## SHORT TASK
Rewrite the records below as a JSON list of strings, one string for each line, leaving out any blank lines.

## DATASET ENTRIES
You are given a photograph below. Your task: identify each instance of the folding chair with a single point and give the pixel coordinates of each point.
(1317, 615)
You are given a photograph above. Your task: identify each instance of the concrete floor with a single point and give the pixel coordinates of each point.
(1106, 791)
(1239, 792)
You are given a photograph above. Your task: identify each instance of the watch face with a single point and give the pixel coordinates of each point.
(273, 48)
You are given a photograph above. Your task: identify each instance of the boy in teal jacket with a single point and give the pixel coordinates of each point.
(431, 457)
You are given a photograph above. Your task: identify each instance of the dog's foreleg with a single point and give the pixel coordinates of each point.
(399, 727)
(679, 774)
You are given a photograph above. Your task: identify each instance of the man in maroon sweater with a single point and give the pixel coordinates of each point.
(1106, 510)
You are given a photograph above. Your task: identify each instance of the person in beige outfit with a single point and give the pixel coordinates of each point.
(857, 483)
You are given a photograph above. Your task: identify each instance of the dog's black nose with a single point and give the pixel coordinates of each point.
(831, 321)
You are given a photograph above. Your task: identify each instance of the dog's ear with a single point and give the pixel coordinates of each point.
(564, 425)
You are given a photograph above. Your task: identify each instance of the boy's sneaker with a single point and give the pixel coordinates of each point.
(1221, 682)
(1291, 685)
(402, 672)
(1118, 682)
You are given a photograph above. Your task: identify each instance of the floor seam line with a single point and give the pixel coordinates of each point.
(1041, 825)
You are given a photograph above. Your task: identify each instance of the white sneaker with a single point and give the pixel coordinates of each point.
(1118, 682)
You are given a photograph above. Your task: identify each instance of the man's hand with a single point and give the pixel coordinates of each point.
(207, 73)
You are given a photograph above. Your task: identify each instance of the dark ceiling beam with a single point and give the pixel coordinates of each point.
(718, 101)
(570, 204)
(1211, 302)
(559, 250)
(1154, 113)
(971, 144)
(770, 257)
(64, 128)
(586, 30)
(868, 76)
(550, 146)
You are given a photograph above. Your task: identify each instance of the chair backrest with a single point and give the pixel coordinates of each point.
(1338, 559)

## EXPECTED ANSWER
[
  "You are given a photograph below. Your task: identify each instance of the folding chair with a single point and give the pixel coordinates of each point.",
  "(1317, 615)",
  "You are given a photograph above. Your task: identify each instance of the concrete floor with a single point and give the pixel coordinates of each point.",
  "(1106, 791)",
  "(1239, 792)",
  "You are given a photograph above. Your task: identify each instance of the watch face with a single point and give the pixel coordinates of each point.",
  "(273, 48)",
  "You are given a photograph above. Your task: identify each instance of the boy in teal jacket with a single point and give the pixel coordinates of each point.",
  "(431, 457)",
  "You are given a photograph above. Your task: identify each instance of the dog's foreleg with a single point and give the pixel coordinates of each point.",
  "(399, 727)",
  "(679, 774)",
  "You are given a photograph above. Your task: identify each instance of the man in maroon sweater with a single point and give the pixel coordinates of each point.",
  "(1106, 510)",
  "You are given a photograph above. Your task: identify each instance of the person in beige outfit with a single point and give the pixel coordinates of each point.",
  "(857, 483)",
  "You are given a photograph above. Your task: identify each instance of the dog's black nose with a single point and give the pixel coordinates of each point.",
  "(831, 321)",
  "You are given a photograph above. Your task: identify each instance of the dog's ear with a single point and give the pixel coordinates of each point.",
  "(564, 425)",
  "You are given a photograph above. Your task: identify each instance of the boy's sneaker with a single point and give the pixel coordinates of each point.",
  "(1221, 682)",
  "(1291, 685)",
  "(402, 672)",
  "(1118, 682)",
  "You are given a photograph above. Your task: identify each instance of the floor seam line with a single point and give the pixel coordinates of each point.",
  "(1041, 825)",
  "You are given a photograph above. Your task: identify each instance of the white sneaker with a single point and give the pixel coordinates of each point.",
  "(1118, 682)",
  "You are given a photograph above. Your task: identify each instance of the man's hand with a single point and give the pixel coordinates of each point.",
  "(207, 73)",
  "You are given a photograph above. Your task: identify each instance of the dark ceiling beam with a single point and give the pixel coordinates of each point.",
  "(718, 101)",
  "(570, 204)",
  "(1211, 302)",
  "(559, 250)",
  "(1154, 113)",
  "(971, 144)",
  "(770, 257)",
  "(64, 128)",
  "(586, 30)",
  "(868, 76)",
  "(550, 146)",
  "You are given a photograph above. Your task: identify each instance of the chair backrest with a single point and give the pixel coordinates of each point.",
  "(1338, 559)"
]